-- Start of Quoted passage --

2011 Operational Highlights and Unaudited Full Year Results
Chinook's average daily production for fiscal 2011 was 14,602 barrels of oil equivalent per day. Production for the last half of 2011 was 14,780 barrels of oil equivalent per day and for the fourth quarter was 15,118 barrels of oil equivalent per day. Projected cash flow from operations (before changes in non-cash working capital) for 2011 is estimated at $84.9 million or $0.40 per weighted average basic common share outstanding (unaudited). Year end 2011 net debt is $135 million.
The Canadian business focused on crude oil project development in the core areas of West Central Alberta and Grande Prairie and the sale of non-core assets to improve the ratio of growth assets in the remaining domestic asset base and improve the boe meterics. The Tunisian business focused on the conversion of probable reserves to proven producing and an initial ramp up in production at the Bir Ben Tartar discovery. Tunisian production grew 150% and 2011 was the Company's most active year ever against a backdrop of the Arab spring revolution, a year of civil unrest, and the introduction of a new political system. The corporate drilling program consisted of 43 (26.84 net) wells of which 34 were operated and 9 were non-operated wells. The results are outlined in the table below:
Wells Drilled | |||||||||||||
Year ended December 31, 2011 | Tunisia | Canada | Total | ||||||||||
Gross | Net | Gross | Net | Gross | Net | ||||||||
Exploration | |||||||||||||
Oil | 2.00 | 0.15 | 10 00 | 5.28 | 12.00 | 5.43 | |||||||
Gas | - | - | 5.00 | 4.00 | 5.00 | 4.00 | |||||||
Dry | - | - | - | - | - | - | |||||||
2.00 | 0.15 | 15.00 | 9.28 | 17.00 | 9.43 | ||||||||
Development | |||||||||||||
Oil | 6.00 | 5.16 | 15.00 | 8.52 | 21.00 | 13.68 | |||||||
Gas | - | - | 5.00 | 3.73 | 5.00 | 3.73 | |||||||
Dry | - | - | - | - | - | - | |||||||
6.00 | 5.16 | 20.00 | 12.25 | 26.00 | 17.41 | ||||||||
Total | 8.00 | 5.31 | 35.00 | 21.53 | 43.00 | 26.84 | |||||||
Revised Guidance
As a result of the continuing downward pressure on the North American natural gas price and the completion of two disposition transactions, it is appropriate to revise the guidance for 2012 from the initial 2012 budget which was prepared in November 2011.

-- End of Quoted passage --
-- Start of Dataset rows --

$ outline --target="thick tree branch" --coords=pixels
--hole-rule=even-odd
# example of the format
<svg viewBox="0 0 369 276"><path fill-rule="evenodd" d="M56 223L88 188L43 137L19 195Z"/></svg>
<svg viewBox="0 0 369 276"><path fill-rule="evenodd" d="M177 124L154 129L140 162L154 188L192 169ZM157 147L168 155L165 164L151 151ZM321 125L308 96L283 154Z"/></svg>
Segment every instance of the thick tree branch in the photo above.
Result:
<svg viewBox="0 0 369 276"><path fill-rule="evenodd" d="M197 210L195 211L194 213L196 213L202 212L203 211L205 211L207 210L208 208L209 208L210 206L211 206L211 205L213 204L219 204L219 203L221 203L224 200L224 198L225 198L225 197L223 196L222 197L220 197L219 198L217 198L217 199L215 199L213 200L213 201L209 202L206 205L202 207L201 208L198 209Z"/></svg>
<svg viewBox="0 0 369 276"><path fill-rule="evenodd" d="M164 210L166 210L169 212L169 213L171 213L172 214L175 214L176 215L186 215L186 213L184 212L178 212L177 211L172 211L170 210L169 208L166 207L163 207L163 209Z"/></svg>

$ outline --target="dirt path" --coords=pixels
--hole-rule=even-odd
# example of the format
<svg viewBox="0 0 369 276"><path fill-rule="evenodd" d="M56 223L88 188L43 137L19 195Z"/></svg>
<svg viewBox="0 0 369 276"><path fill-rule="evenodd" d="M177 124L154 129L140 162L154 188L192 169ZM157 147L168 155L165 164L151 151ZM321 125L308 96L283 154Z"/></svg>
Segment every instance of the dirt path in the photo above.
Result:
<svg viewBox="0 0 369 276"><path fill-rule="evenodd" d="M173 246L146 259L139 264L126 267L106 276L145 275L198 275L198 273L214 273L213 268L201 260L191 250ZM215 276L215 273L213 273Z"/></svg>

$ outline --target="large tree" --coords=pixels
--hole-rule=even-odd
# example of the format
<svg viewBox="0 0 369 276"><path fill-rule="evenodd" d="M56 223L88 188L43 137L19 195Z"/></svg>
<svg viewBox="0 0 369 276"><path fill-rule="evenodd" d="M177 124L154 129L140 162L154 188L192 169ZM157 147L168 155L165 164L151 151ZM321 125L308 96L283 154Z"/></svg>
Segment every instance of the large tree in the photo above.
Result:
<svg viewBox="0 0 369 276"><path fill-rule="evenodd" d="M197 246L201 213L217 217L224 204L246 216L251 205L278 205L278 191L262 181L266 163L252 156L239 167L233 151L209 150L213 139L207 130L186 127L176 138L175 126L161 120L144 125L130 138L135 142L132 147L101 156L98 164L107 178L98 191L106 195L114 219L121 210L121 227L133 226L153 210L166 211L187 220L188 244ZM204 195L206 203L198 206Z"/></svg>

-- End of Dataset rows --

§ Complete the following:
(1) Can you reproduce the 2011 results release from "2011 Operational Highlights" up to and including "is $135 million.", swapping each "barrels of oil equivalent per day" out for "boe/d"?
(2) According to the 2011 results release, by what percentage did Tunisian production grow?
(3) Could you pick up the 2011 results release right after its last sentence and write the next part?

§ Outputs in order:
(1)
2011 Operational Highlights and Unaudited Full Year Results
Chinook's average daily production for fiscal 2011 was 14,602 boe/d. Production for the last half of 2011 was 14,780 boe/d and for the fourth quarter was 15,118 boe/d. Projected cash flow from operations (before changes in non-cash working capital) for 2011 is estimated at $84.9 million or $0.40 per weighted average basic common share outstanding (unaudited). Year end 2011 net debt is $135 million.

(2) 150%

(3)
On the basis of current natural gas prices not covering fixed and variable costs and an adequate return on the depletion of certain assets, the Company has shut in a large portion of its Northeast Alberta shallow dry natural gas production which represents approximately 430 boe/d included in the initial 2012 forecast. In addition, given current AECO spot prices, the natural gas price used in the forecast has been adjusted from $3.74/mcf to $2.70/mcf.
Given the near term forecast for natural gas prices the Company has deferred approximately $10 million worth of capital from the Canadian capital program with an effect of eliminating approximately 225 boe/d of volumes previously included in the 2012 forecast.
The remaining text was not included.